*** Extract to read Section Begins ***

I’ve added colored borders for a better understanding of how to work with this matrix. We have four quadrants:

  • yellow – here are our best customers, who have placed quite a few orders and made their last purchase recently. They have higher value and higher potential to buy again. We have to take care of them.
  • green – here are our new clients, who placed several orders (1-3) recently. Although they have lower value, they have potential to move into the yellow zone. Therefore, we have to help them move into the right quadrant (yellow).
  • red – here are our former best customers. We need to understand why they are former and, maybe, try to reactivate them.
  • blue – here are our onetime-buyers.

Hint: it is possible to highlight customer groups with different colors like the following examples:


click to expand R code

lcg.adv <- lcg %>%
 mutate(rec.type = ifelse(segm.rec %in% c(">80 days", "46-80 days", "20-45 days"), "not recent", "recent"),
 freq.type = ifelse(segm.freq %in% c(">5", "5", "4"), "frequent", "infrequent"),
 customer.type = interaction(rec.type, freq.type))

ggplot(lcg.adv, aes(x=client, y=quantity, fill=customer.type)) +
 theme_bw() +
 theme(panel.grid = element_blank()) +
 facet_grid(segm.freq ~ segm.rec) +
 geom_bar(stat='identity', alpha=0.6) +
 geom_text(aes(y=max(quantity)/2, label=quantity), size=4) +
 ggtitle("LifeCycle Grids")

# with background
ggplot(lcg.adv, aes(x=client, y=quantity, fill=customer.type)) +
 theme_bw() +
 theme(panel.grid = element_blank()) +
 geom_rect(aes(fill = customer.type), xmin = -Inf, xmax = Inf, ymin = -Inf, ymax = Inf, alpha = 0.1) +
 facet_grid(segm.freq ~ segm.rec) +
 geom_bar(stat='identity', alpha=0.7) +
 geom_text(aes(y=max(quantity)/2, label=quantity), size=4) +
 ggtitle("LifeCycle Grids")

*** Extract to read Section Ends ***

* _Problem set_:
**A)** Please list the four colored quadrants in the lifecycle grid excerpt, each with the group of customers it holds.
**B)** According to the lifecycle grid excerpt, how many orders have the clients in the green quadrant placed?
**C)** Write a continuation of the lifecycle grid excerpt, starting after its final line of code.

*** Data records Section Begins ***

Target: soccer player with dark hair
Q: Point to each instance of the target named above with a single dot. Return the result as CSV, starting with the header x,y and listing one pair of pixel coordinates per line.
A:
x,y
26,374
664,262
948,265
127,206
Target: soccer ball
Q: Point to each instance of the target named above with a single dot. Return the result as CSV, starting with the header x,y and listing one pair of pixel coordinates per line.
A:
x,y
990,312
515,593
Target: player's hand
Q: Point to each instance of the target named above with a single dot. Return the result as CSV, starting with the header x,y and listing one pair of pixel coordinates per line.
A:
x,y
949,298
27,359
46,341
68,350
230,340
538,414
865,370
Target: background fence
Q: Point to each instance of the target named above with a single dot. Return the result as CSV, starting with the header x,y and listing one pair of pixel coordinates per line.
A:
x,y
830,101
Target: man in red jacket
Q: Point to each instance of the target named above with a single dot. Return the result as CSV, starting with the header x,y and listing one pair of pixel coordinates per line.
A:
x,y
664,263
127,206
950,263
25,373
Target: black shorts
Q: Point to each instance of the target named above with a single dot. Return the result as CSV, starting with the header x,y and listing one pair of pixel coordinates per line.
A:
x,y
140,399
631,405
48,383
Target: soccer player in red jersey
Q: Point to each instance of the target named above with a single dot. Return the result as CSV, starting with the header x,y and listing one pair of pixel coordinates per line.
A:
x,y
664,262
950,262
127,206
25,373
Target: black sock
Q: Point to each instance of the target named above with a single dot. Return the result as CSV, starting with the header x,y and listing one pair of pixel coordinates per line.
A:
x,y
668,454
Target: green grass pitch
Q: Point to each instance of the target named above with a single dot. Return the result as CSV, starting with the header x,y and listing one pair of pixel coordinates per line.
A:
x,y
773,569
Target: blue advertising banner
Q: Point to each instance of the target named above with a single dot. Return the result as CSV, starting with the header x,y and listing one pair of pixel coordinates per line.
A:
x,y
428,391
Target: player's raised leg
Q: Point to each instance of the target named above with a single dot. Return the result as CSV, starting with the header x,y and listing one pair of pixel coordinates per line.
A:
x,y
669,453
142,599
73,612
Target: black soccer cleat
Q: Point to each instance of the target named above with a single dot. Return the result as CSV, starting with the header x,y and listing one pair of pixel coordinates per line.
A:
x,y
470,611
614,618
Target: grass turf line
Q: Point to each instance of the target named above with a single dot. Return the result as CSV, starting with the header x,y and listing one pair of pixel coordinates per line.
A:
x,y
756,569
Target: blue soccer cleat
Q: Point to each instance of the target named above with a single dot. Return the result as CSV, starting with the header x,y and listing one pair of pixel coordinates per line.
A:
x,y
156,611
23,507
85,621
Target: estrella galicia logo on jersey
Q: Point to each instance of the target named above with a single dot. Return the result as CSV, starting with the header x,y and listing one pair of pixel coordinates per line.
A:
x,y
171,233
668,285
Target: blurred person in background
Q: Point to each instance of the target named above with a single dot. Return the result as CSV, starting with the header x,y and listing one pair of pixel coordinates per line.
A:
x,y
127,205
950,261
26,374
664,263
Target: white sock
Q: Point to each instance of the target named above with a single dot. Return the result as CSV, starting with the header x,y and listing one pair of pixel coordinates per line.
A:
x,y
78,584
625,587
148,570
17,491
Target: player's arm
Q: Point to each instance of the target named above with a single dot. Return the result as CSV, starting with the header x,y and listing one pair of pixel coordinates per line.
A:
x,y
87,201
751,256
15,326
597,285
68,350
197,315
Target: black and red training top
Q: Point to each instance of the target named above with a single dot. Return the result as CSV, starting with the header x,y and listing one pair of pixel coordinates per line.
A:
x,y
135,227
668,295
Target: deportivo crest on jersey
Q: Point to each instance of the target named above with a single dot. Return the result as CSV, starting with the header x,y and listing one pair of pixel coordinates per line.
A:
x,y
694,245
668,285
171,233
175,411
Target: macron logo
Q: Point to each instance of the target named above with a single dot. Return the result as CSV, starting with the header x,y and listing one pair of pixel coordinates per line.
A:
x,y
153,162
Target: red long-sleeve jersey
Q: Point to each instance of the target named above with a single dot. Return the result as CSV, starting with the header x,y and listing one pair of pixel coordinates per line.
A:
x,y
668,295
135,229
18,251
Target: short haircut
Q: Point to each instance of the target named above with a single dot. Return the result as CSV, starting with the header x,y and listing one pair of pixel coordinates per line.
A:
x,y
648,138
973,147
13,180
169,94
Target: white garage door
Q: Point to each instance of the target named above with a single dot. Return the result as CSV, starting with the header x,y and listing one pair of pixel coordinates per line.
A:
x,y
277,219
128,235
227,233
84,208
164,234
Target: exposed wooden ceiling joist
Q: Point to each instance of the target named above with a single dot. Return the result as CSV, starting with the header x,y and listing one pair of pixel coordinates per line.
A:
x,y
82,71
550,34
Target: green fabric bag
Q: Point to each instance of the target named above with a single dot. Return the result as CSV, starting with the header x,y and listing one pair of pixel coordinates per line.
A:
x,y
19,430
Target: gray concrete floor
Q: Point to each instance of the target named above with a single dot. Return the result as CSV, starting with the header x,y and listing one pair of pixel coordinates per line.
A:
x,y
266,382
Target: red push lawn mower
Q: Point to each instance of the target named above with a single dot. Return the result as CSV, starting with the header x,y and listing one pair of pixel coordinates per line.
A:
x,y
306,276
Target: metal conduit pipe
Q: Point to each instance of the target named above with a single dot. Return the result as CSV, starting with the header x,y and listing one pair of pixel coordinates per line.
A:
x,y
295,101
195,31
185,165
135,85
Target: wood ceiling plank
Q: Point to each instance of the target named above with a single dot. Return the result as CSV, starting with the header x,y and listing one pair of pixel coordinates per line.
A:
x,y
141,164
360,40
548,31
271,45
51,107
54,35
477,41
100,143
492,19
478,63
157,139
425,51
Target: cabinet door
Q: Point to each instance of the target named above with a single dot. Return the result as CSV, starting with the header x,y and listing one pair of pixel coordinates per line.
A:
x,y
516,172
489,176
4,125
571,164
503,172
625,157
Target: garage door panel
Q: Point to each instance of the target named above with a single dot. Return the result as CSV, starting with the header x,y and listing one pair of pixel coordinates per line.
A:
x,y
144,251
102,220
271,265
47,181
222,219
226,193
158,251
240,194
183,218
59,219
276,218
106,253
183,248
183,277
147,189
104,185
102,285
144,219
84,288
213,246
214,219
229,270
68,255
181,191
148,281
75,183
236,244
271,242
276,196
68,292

*** Data records Section Ends ***
*** Data records Section Begins ***

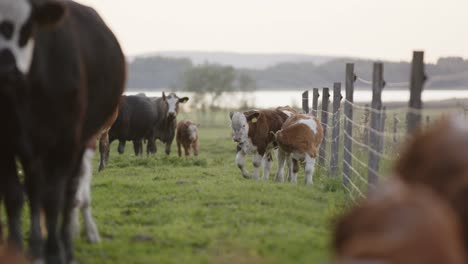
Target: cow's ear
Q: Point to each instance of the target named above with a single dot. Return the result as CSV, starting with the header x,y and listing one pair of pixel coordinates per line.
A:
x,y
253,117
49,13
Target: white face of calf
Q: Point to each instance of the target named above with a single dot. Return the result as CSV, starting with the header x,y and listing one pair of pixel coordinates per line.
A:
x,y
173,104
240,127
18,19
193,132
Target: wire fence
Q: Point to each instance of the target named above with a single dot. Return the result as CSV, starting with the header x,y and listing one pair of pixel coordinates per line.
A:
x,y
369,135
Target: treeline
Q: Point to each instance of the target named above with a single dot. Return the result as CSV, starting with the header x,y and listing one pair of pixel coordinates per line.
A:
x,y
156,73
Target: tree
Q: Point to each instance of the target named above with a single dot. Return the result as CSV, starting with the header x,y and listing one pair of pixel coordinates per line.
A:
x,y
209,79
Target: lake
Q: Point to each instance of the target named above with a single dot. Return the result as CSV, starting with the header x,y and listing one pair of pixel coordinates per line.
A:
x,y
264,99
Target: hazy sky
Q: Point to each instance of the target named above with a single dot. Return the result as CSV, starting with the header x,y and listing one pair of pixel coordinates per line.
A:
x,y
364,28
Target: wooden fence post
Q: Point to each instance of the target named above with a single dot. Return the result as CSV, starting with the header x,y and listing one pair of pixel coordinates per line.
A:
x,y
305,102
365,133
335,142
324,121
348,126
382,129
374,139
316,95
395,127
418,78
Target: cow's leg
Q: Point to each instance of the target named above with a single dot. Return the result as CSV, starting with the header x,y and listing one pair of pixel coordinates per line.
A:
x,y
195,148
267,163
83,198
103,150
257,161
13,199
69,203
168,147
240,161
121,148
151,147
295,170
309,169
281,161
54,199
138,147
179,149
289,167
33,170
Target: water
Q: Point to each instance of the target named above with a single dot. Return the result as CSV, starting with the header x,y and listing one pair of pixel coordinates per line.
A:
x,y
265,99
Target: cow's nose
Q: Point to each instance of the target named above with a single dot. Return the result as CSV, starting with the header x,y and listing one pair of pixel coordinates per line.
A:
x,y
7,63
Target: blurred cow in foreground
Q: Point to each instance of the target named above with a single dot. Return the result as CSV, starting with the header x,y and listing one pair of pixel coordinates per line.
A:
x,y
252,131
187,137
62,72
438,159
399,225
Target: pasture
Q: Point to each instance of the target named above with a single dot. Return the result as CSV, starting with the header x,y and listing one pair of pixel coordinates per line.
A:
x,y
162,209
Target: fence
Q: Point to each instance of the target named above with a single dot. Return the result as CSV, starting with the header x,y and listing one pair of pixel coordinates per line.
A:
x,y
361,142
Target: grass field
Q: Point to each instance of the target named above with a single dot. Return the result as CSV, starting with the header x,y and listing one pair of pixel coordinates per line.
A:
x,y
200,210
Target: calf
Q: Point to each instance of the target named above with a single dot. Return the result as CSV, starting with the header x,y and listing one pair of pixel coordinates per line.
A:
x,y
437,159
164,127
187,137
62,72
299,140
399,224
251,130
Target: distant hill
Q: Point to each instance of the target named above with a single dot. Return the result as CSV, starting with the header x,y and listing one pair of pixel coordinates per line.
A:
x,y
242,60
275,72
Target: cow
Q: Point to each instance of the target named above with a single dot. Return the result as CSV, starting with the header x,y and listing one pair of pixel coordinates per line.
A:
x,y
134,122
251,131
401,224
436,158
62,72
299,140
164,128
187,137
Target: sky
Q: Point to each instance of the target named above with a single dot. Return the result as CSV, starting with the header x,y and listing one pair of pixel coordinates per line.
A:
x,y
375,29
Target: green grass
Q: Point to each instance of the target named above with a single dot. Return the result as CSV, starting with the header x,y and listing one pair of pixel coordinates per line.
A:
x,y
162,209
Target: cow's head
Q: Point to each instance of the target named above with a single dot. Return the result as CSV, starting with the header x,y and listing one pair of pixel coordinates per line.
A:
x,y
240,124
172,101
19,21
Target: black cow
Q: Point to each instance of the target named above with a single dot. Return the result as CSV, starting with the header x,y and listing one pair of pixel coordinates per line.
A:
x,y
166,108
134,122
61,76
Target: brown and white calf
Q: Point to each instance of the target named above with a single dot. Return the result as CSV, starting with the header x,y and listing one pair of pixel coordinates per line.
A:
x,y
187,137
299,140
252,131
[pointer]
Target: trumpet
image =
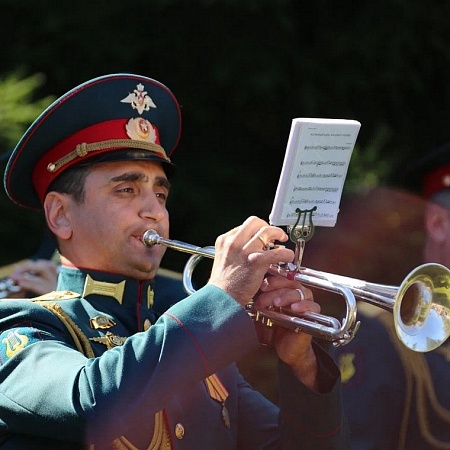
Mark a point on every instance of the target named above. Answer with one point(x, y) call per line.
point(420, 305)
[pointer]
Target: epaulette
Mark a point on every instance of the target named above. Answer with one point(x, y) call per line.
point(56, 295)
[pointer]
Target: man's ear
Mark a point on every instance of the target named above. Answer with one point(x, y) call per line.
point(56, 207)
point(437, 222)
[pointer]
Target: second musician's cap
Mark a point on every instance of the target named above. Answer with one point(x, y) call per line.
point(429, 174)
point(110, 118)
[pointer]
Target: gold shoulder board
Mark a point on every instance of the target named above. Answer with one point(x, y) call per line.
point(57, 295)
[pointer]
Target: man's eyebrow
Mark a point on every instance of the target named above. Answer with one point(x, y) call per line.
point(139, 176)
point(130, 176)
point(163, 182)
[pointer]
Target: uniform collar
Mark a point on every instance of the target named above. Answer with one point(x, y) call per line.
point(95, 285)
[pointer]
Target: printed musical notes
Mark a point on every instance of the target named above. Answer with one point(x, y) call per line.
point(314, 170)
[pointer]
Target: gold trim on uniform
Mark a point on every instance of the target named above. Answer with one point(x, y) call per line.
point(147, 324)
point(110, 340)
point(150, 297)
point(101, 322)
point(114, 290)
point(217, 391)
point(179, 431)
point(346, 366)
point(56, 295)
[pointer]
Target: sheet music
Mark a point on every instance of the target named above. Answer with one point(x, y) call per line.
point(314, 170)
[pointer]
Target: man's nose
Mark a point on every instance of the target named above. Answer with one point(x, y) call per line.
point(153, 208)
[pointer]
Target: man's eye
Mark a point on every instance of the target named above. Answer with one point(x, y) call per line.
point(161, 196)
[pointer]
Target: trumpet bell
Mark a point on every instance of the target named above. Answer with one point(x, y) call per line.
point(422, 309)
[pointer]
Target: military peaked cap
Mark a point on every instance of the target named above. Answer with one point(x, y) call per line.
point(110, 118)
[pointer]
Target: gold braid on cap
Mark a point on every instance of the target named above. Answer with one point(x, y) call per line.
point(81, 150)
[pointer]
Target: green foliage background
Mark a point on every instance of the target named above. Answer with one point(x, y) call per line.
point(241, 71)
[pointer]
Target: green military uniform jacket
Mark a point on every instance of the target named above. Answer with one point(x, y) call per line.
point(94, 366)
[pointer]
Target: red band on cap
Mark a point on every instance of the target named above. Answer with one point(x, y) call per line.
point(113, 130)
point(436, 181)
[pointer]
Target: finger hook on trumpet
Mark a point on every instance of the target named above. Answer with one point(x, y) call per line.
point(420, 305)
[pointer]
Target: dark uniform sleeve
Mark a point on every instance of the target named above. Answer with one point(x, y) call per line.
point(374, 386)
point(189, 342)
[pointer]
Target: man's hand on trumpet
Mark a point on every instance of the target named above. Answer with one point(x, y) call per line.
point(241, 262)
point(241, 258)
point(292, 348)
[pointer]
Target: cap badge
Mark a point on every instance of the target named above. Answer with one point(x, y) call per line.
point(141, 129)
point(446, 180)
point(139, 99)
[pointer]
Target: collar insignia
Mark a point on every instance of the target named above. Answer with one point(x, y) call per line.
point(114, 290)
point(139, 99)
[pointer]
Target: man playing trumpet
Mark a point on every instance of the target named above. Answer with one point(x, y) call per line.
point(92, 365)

*** Data records Section Ends ***

* _Exercise responses_:
**A)**
yellow: best customers
green: new clients
red: former best customers
blue: onetime-buyers

**B)** Several orders, from 1 to 3, placed recently.

**C)**
Does it make sense to make the same offer to all of these customers? Certainly, it doesn’t! It makes sense to create different approaches not only for each quadrant, but for border cells as well.

What I really like about this model of segmentation is that it is stable and alive simultaneously. It is alive in terms of customers flow. Every day, with or without purchases, it will provide customers flow from one cell to another. And it is stable in terms of working with segments. It allows to work with customers who are on the same lifecycle phase. That means you can create suitable campaigns / offers / emails for each or several close cells and use them constantly.

Ok, it’s time to study how we can do some in-depth analysis. R allows us to create subsegments and visualize them effectively. It can be helpful to distribute each cell via some features. For instance, there can distribute customers by gender. For the other example, where our products have different lifecycles, it can be helpful to analyze which product/s was/were in the last cart or we can combine these features. Let’s do this with the following code:

click to expand R code

lcg.sub <- orders.segm %>%
 group_by(gender, cart, segm.rec, segm.freq) %>%
 summarise(quantity=n()) %>%
 mutate(client='client') %>%
 ungroup()

ggplot(lcg.sub, aes(x=client, y=quantity, fill=gender)) +
 theme_bw() +
 scale_fill_brewer(palette='Set1') +
 theme(panel.grid = element_blank())+
 geom_bar(stat='identity', position='fill' , alpha=0.6) +
 facet_grid(segm.freq ~ segm.rec) +
 ggtitle("LifeCycle Grids by gender (propotion)")

lcg_2or even:

click to expand R code

ggplot(lcg.sub, aes(x=gender, y=quantity, fill=cart)) +
 theme_bw() +
 scale_fill_brewer(palette='Set1') +
 theme(panel.grid = element_blank())+
 geom_bar(stat='identity', position='fill' , alpha=0.6) +
 facet_grid(segm.freq ~ segm.rec) +
 ggtitle("LifeCycle Grids by gender and last cart (propotion)")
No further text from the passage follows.